◆ **AIM OF THE TASK**
Present every line of the records below as a Markdown table with the columns "Row" and "Line". Number the rows in order and omit blank lines.

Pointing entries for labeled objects
● ● ● ● ● ● ●
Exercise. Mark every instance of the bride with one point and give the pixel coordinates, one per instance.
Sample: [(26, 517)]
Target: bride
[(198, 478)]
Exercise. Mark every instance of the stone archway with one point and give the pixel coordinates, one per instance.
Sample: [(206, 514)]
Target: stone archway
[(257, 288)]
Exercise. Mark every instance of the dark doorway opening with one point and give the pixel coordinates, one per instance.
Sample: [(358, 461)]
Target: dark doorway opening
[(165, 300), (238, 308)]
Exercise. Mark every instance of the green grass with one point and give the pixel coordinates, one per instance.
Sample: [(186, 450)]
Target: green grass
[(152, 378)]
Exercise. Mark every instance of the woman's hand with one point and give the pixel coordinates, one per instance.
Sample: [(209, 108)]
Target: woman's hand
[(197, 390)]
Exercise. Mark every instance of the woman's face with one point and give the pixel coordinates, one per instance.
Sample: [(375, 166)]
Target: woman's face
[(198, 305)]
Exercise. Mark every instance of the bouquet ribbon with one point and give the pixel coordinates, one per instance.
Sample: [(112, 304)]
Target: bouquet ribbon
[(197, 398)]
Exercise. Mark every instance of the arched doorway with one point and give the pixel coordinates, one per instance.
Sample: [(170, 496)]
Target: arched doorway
● ● ● ● ● ● ●
◆ **RIGHT ANSWER**
| Row | Line |
|---|---|
| 1 | Exercise. Mark every instance of the bride with one point and give the pixel coordinates, one per instance. |
| 2 | Sample: [(26, 517)] |
| 3 | Target: bride |
| 4 | [(198, 478)] |
| 5 | Exercise. Mark every instance of the stone archway with one point and give the pixel coordinates, one per instance. |
| 6 | Sample: [(206, 514)] |
| 7 | Target: stone archway |
| 8 | [(257, 288)] |
| 9 | Exercise. Mark every instance of the dark doorway opening with one point and give the pixel coordinates, one per instance. |
| 10 | Sample: [(358, 461)] |
| 11 | Target: dark doorway opening |
| 12 | [(165, 300), (238, 308)] |
| 13 | Exercise. Mark every instance of the green grass with one point and give the pixel coordinates, one per instance. |
| 14 | Sample: [(186, 450)] |
| 15 | Target: green grass |
| 16 | [(152, 378)] |
| 17 | Exercise. Mark every instance of the woman's hand with one point and give the pixel coordinates, one per instance. |
| 18 | Sample: [(209, 108)] |
| 19 | Target: woman's hand |
| 20 | [(197, 390)] |
| 21 | Exercise. Mark every instance of the woman's face with one point and give the pixel coordinates, one per instance. |
| 22 | Sample: [(375, 166)] |
| 23 | Target: woman's face |
| 24 | [(198, 305)] |
| 25 | Exercise. Mark every instance of the bouquet ribbon with one point and give the pixel coordinates, one per instance. |
| 26 | Sample: [(112, 304)] |
| 27 | Target: bouquet ribbon |
| 28 | [(197, 398)] |
| 29 | Exercise. Mark every instance of the arched doorway with one point and give the pixel coordinates, one per instance. |
| 30 | Sample: [(170, 496)] |
| 31 | Target: arched doorway |